> A block of data:
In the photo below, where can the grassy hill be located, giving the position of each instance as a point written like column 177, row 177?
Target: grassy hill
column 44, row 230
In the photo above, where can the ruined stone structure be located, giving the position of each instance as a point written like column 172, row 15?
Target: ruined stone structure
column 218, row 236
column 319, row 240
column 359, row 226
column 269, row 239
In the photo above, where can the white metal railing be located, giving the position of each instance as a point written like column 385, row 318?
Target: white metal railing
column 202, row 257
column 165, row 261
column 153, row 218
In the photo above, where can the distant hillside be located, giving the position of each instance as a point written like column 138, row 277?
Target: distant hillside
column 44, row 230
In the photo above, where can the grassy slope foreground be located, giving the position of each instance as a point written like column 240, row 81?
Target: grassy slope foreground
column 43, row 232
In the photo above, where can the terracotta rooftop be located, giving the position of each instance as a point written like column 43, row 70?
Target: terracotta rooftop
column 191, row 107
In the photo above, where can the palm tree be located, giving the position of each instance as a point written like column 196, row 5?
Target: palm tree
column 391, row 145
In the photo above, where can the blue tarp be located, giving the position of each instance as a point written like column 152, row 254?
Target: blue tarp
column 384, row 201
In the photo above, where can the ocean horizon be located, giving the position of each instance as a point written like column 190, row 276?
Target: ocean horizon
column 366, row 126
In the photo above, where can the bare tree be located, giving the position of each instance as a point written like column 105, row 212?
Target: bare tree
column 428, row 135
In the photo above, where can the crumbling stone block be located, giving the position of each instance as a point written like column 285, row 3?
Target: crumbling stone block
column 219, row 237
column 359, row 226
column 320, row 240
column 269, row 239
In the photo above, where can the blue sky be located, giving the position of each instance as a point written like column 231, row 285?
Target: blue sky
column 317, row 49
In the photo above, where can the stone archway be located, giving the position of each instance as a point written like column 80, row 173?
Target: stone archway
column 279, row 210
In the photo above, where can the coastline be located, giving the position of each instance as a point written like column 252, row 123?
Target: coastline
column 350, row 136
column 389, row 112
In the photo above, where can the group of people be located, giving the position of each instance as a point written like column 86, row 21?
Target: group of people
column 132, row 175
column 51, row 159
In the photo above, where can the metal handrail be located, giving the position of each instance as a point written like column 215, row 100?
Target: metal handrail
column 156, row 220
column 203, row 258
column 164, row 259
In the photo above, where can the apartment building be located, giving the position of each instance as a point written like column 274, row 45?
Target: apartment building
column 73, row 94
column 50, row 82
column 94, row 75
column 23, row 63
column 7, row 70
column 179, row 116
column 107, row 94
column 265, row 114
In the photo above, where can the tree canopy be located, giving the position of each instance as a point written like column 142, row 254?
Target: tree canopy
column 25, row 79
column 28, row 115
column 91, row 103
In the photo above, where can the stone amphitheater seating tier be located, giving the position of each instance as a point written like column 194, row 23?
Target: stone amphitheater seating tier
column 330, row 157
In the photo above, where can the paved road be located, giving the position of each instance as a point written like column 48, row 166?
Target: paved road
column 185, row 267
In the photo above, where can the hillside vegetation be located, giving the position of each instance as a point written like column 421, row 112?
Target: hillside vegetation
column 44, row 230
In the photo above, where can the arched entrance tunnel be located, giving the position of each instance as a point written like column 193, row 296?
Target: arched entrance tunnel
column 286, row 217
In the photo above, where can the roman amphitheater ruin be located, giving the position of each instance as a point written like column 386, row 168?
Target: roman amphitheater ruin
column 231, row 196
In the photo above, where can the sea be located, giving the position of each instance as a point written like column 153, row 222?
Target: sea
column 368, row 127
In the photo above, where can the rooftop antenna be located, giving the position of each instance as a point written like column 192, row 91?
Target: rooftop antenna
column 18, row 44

> What the task asks:
Recast every entry above as a two-column CSV with the header row text,answer, one row per entry. Put the entry's text and its answer each in a single quoted field, with line breaks replaced by spaces.

> Result:
text,answer
"In the photo below, where can the grassy hill be located, giving the position of each instance as a point written like column 177, row 177? Target: grassy hill","column 44, row 230"
"In the photo above, where can the ruined stone structure be located, giving the position of each instance as a point written like column 172, row 15? Target: ruined stone structure","column 218, row 236 column 319, row 240 column 359, row 226 column 269, row 239"
"In the photo above, where can the white metal railing be located, giving the position of each instance as a point written like column 385, row 318? Target: white metal railing","column 202, row 257 column 165, row 261 column 153, row 218"
"In the photo above, where can the distant hillside be located, giving the position of each instance as a point written like column 138, row 277? Target: distant hillside","column 44, row 230"
"In the photo above, where can the grassy slope foreground be located, giving the position of each instance as a point written like column 240, row 81? Target: grassy slope foreground","column 43, row 232"
"In the photo above, where can the terracotta rooftop be located, giving the position of each instance as a point written like column 43, row 70? Target: terracotta rooftop","column 191, row 107"
"In the photo above, where can the palm tree be located, giving the position of each instance as a point written like column 196, row 5? Target: palm tree","column 391, row 145"
"In the photo above, where can the blue tarp be located, giving the position of each instance as a point written like column 152, row 254? Target: blue tarp","column 384, row 201"
"In the photo above, where can the ocean horizon be located, giving the position of each instance as a point written like column 190, row 276? Target: ocean horizon","column 366, row 126"
"In the photo above, where can the bare tree be located, giving the position of each instance as a point written like column 105, row 212? Target: bare tree","column 428, row 135"
"In the photo above, where can the crumbling stone block be located, giving the position of each instance as a point written like column 285, row 3? Target: crumbling stone block","column 219, row 237 column 359, row 226 column 320, row 240 column 269, row 239"
"In the photo above, where can the blue sky be located, giving the position of each instance as a point written like column 231, row 285? Target: blue sky","column 317, row 49"
"In the photo above, where can the stone archway be located, giving the position of each instance as a point written like column 80, row 173? Target: stone archway","column 279, row 210"
"In the photo above, where can the coastline be located, giving the position of each instance as a point written like column 252, row 123? Target: coastline","column 350, row 136 column 389, row 112"
"In the photo above, where can the group of people be located, giving the position of each instance as a point written like column 86, row 21? Target: group of people","column 132, row 175 column 51, row 159"
"In the photo above, where can the metal handrail be located, giving the position of each instance as a point written like column 215, row 100? Target: metal handrail","column 156, row 220 column 203, row 258 column 164, row 259"
"In the photo above, where can the apartment building be located, giving the position of each instance as a point written like column 274, row 45? Target: apartment building","column 73, row 94 column 50, row 82 column 94, row 75 column 23, row 63 column 7, row 70 column 179, row 116 column 107, row 94 column 265, row 114"
"In the photo above, where can the tree canopy be located, giving the position of each instance as a point written like column 142, row 254? Target: tree canopy","column 25, row 79 column 28, row 115 column 91, row 103"
"In the photo above, where can the stone amphitheater seating tier be located, giving the position of each instance as a point written like column 194, row 23? Target: stone amphitheater seating tier","column 330, row 157"
"In the photo above, where can the paved road be located, giving the position of each instance as a point written like column 48, row 166? Target: paved road","column 185, row 267"
"In the photo above, where can the hillside vegetation be located, giving the position of each instance as a point written like column 421, row 112? Target: hillside vegetation","column 44, row 230"
"In the photo above, where can the arched entrance tunnel be located, giving the position of each instance as a point written like column 193, row 296? Target: arched entrance tunnel","column 286, row 217"
"In the photo above, where can the roman amphitheater ruin be located, giving the position of each instance as a point written like column 386, row 168? Target: roman amphitheater ruin","column 231, row 196"
"In the photo above, where can the sea be located, giving the position of each instance as a point written like column 153, row 222? Target: sea","column 368, row 127"
"In the photo above, where can the rooftop antenna be located, giving the position of each instance as a point written like column 192, row 91? Target: rooftop antenna","column 18, row 44"